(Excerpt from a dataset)
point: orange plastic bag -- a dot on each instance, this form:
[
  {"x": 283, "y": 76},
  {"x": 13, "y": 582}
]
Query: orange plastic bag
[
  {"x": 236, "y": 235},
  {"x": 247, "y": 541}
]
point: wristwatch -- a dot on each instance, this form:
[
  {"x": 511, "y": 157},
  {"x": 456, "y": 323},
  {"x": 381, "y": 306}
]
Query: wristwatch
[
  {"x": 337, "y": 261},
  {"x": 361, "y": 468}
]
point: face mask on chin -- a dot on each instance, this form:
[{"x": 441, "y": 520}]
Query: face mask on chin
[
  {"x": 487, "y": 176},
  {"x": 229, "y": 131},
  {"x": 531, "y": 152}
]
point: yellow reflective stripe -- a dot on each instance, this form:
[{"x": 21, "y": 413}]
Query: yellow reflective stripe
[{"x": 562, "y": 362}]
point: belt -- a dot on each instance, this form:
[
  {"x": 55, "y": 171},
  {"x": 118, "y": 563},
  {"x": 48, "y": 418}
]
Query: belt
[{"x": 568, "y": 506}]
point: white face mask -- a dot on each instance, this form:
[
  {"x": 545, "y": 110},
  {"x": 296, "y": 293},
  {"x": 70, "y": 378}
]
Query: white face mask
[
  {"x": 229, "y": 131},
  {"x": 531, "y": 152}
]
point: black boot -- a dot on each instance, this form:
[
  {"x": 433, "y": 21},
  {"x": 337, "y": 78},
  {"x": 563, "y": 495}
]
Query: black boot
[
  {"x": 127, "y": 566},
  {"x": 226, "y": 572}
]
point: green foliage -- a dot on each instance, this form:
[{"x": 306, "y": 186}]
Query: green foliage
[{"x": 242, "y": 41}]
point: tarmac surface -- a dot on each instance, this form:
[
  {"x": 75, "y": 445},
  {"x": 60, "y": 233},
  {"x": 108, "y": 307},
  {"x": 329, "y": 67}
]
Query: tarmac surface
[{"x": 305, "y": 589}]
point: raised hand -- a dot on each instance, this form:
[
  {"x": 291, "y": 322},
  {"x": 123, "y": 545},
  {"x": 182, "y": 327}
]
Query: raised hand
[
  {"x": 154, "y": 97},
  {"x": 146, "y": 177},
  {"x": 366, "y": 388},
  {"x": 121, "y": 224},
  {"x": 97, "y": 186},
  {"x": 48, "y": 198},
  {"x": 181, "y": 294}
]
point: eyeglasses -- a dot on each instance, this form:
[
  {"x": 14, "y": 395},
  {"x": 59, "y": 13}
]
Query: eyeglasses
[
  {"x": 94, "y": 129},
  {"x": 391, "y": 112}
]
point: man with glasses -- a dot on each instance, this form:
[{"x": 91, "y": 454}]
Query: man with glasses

GIVEN EXERCISE: Rewrite all of the records above, swapping each occurrence of "a dot" for "a marker" and leaving everything else unchanged.

TASK ANSWER:
point: orange plastic bag -- a marker on each instance, this form:
[
  {"x": 283, "y": 76},
  {"x": 13, "y": 582}
]
Query: orange plastic bag
[
  {"x": 236, "y": 235},
  {"x": 247, "y": 541}
]
point: wristwatch -- a marker on each instance, this form:
[
  {"x": 511, "y": 157},
  {"x": 456, "y": 323},
  {"x": 381, "y": 306}
]
Query: wristwatch
[
  {"x": 337, "y": 261},
  {"x": 361, "y": 468}
]
point: face mask on chin -- a marker on each instance, this form:
[{"x": 441, "y": 520}]
Query: face mask on chin
[
  {"x": 487, "y": 176},
  {"x": 229, "y": 131},
  {"x": 531, "y": 152}
]
point: yellow reflective stripe -- a marker on each instance, this form:
[{"x": 21, "y": 413}]
Query: yellow reflective stripe
[{"x": 562, "y": 362}]
point: belt -- a marker on each instance, this form:
[
  {"x": 55, "y": 171},
  {"x": 118, "y": 563},
  {"x": 48, "y": 418}
]
Query: belt
[{"x": 568, "y": 506}]
point: white face mask -- a marker on each instance, this form:
[
  {"x": 545, "y": 110},
  {"x": 296, "y": 293},
  {"x": 70, "y": 378}
]
Query: white face mask
[
  {"x": 229, "y": 131},
  {"x": 531, "y": 152}
]
point: black boot -- a marker on each instance, this form:
[
  {"x": 433, "y": 21},
  {"x": 337, "y": 78},
  {"x": 563, "y": 495}
]
Query: black boot
[
  {"x": 127, "y": 566},
  {"x": 226, "y": 572}
]
point: green foliage -- a marker on each instance, this form:
[{"x": 306, "y": 186}]
Query: green foliage
[{"x": 242, "y": 41}]
point: tarmac surface -- a marker on each instance, this form:
[
  {"x": 75, "y": 445},
  {"x": 60, "y": 233},
  {"x": 108, "y": 307},
  {"x": 329, "y": 67}
]
Query: tarmac surface
[{"x": 305, "y": 589}]
point: raised hand -- a marker on each instance, this form:
[
  {"x": 291, "y": 322},
  {"x": 123, "y": 545},
  {"x": 182, "y": 327}
]
Query: raised hand
[
  {"x": 154, "y": 97},
  {"x": 146, "y": 177},
  {"x": 366, "y": 388},
  {"x": 121, "y": 224},
  {"x": 97, "y": 186},
  {"x": 48, "y": 198},
  {"x": 181, "y": 294}
]
point: eyeglasses -- a marker on each instance, this form:
[
  {"x": 14, "y": 395},
  {"x": 59, "y": 13}
]
Query: eyeglasses
[
  {"x": 94, "y": 129},
  {"x": 391, "y": 112}
]
point: man with glasses -- a marker on each instance, this form:
[{"x": 91, "y": 454}]
Query: man with glasses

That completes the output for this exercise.